◆ DATA
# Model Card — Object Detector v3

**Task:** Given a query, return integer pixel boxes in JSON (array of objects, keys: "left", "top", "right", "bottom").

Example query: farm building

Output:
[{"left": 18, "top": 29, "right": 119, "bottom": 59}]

◆ EXERCISE PROMPT
Show all lines in the entries above where the string "query" appears.

◆ OUTPUT FOR THIS TASK
**Task:** Given a query, return integer pixel boxes in JSON (array of objects, keys: "left", "top", "right", "bottom").
Example query: farm building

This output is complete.